▶ _EXCERPTED PASSAGE_
"""

GK Rivalries - Cech v Cudicini
Premier League and EFL clubs are slumming in it in the changing rooms of your local non-league team, some embarking on nonsensical tournaments in far away lands (the sort you would mock up on PES 5) and Liverpool fans are bursting to inform you at every given opportunity that it is indeed ‘their year’. Yes, we are now deeply entrenched in the bizarre world of pre-season.
Whilst a time of excitement, for some it is filled with dread (namely Newcastle United supporters). For number ones across the world, they spend the next two months looking over their shoulder in fear of their club bringing in a superstar goalkeeper to pry the top spot away from them.
This week’s Goalkeeping Rivalries will look back on the arrival of one of the most iconic goalkeepers in Premier League history and another very talented stopper being consigned to a perpetual seat on the subs bench.
It all started summer of 2004 at Stamford Bridge, where unhappy with an unprecedented 2ndplace finish the season before, Roman Abramovich rung the changes yet again at Chelsea, replacing Claudio Ranieri with Jose Mourinho and an influx of big name signings including; Claude Makelele, Arjen Robben and Didier Drogba.
Also strengthened was the goalkeeping department with Carlo Cudicini, who had to that point been very impressive in a Chelsea shirt, deemed not at the level required to launch the team into world-beater status.
After a transfer tug-of-war with Rennes the previous January and an impressive Euro 2004 with Czech Republic, Chelsea finally signed Petr Cech for £7 million pounds from the French side.
Cudicini anticipated a fight for the number one spot, but an elbow injury allowed Cech to swoop in and kept the gloves for all but the final three games of the Premier League season, meaning the Italian did not qualify for a league winner’s medal in the 2004/05 season. However, he did play in most of Chelsea’s domestic cup competitions but was denied a starting place in the League Cup final (where they beat Liverpool on penalties) after a sending off in the FA Cup, symbolic of Cudicini’s bitter-sweet campaign.
It was much the same in the following season, where Cudicini played just four times, however in a substantial amount of games in cup competitions and in Europe, where he saved 6 of the 12 penalties he had faced whilst between the sticks that season.

"""

▶ _SUPPLIED INFORMATION_
"""

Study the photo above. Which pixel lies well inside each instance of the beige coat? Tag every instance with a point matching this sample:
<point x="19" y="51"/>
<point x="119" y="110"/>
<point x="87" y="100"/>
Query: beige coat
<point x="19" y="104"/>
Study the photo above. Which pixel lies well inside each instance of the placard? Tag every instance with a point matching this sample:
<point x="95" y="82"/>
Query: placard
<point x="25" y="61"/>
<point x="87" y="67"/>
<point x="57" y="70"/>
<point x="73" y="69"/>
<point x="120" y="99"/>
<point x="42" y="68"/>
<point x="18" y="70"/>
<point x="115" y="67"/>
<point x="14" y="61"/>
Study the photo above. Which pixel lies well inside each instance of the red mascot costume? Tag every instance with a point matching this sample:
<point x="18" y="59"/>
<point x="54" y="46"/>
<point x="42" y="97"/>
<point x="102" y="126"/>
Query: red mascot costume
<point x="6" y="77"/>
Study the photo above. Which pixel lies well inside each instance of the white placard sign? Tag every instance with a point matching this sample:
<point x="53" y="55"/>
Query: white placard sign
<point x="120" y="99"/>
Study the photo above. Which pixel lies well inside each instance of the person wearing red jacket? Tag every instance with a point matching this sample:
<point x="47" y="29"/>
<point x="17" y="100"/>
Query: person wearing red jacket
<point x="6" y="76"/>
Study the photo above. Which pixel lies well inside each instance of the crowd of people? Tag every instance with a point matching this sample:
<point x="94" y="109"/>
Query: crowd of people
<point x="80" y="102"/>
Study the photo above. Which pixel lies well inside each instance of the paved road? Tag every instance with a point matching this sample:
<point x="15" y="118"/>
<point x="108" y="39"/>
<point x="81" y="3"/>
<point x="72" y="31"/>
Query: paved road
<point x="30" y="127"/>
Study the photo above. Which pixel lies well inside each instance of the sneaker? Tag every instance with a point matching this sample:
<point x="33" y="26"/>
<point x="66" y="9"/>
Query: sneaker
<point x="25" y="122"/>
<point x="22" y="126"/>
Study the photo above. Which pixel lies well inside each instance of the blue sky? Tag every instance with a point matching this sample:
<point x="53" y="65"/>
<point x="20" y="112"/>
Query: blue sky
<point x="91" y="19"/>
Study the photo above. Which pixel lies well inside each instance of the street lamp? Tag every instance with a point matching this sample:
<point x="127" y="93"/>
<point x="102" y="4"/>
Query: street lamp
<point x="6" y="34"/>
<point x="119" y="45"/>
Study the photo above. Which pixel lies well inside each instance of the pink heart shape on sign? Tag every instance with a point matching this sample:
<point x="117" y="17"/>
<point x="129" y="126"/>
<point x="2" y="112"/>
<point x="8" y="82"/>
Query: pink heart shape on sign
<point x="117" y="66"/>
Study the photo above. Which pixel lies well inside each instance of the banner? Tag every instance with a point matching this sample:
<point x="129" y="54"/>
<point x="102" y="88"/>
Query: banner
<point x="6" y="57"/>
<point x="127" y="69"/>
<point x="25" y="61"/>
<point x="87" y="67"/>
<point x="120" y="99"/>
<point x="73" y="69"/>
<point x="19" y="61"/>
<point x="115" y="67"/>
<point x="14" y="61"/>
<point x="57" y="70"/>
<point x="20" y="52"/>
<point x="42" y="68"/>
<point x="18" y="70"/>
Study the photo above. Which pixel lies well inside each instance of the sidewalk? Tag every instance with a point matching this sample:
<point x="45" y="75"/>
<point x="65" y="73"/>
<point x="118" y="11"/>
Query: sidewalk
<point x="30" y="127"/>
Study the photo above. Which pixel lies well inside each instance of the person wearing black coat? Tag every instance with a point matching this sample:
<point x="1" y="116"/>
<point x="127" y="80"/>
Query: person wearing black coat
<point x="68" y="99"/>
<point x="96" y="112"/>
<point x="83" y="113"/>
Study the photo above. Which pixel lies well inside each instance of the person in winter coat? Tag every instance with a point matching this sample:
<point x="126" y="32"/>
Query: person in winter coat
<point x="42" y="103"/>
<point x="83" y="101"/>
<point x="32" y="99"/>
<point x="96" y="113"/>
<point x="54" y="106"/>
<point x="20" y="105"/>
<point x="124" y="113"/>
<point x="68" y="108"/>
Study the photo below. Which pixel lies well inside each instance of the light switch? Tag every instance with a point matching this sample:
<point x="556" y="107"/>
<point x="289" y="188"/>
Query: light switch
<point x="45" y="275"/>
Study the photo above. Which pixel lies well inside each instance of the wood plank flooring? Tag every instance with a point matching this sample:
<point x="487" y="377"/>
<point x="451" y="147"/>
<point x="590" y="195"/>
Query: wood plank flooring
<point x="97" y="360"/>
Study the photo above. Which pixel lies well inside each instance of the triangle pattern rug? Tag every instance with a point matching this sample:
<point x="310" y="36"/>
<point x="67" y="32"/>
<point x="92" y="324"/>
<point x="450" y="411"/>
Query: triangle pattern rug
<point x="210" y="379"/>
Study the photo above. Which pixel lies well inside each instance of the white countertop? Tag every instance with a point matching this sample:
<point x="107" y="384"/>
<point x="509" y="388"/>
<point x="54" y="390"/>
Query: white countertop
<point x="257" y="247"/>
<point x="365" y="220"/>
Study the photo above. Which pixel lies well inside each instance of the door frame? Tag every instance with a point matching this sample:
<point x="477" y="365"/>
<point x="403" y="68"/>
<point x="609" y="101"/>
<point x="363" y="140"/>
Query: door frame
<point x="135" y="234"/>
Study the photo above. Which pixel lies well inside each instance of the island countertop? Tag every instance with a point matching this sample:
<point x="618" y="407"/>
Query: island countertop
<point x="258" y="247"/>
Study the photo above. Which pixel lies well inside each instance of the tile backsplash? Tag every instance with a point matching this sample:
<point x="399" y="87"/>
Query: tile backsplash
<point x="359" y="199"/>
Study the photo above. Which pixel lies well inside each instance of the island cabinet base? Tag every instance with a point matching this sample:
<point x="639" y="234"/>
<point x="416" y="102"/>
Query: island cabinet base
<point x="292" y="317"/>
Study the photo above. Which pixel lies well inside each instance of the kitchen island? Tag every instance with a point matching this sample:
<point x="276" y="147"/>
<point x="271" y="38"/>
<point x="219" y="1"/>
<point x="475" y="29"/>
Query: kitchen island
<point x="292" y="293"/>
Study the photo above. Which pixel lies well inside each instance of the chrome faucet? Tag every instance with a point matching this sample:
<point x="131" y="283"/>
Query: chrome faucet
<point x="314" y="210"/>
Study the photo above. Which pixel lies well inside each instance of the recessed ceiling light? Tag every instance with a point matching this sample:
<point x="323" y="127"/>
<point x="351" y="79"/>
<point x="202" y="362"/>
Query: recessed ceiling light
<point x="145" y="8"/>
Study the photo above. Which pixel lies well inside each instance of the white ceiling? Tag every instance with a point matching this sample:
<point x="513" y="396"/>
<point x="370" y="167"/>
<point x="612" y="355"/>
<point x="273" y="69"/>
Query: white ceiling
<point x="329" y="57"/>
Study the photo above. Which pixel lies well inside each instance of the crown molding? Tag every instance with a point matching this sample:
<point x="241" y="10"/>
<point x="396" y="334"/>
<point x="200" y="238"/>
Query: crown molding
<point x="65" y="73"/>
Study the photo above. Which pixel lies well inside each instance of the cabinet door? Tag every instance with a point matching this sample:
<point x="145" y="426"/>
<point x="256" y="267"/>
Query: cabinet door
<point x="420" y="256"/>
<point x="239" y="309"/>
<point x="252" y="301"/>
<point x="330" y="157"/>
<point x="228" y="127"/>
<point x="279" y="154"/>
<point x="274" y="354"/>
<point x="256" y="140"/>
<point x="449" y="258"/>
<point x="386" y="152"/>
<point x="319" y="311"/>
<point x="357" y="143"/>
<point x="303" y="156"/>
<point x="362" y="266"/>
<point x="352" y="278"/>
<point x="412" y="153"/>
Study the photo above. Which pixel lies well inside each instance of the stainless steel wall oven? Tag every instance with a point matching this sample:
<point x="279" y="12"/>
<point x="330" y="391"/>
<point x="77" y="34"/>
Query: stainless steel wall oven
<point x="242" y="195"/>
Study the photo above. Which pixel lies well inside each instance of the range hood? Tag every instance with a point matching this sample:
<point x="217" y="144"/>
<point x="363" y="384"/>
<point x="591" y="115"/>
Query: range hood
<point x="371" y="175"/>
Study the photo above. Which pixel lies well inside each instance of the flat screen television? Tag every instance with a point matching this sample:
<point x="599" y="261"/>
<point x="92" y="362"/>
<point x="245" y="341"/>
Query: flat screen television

"""

▶ _WORK TO COMPLETE_
Rewrite the paragraph in the Cech and Cudicini article that begins "It all started summer of 2004" as a short bulleted list, keeping its main facts.

▶ _TASK RESPONSE_
- In summer 2004, Roman Abramovich was unhappy with Chelsea's second-place finish the season before and made changes again at Stamford Bridge.
- Jose Mourinho replaced Claudio Ranieri.
- Chelsea brought in several big-name signings, including Claude Makelele, Arjen Robben and Didier Drogba.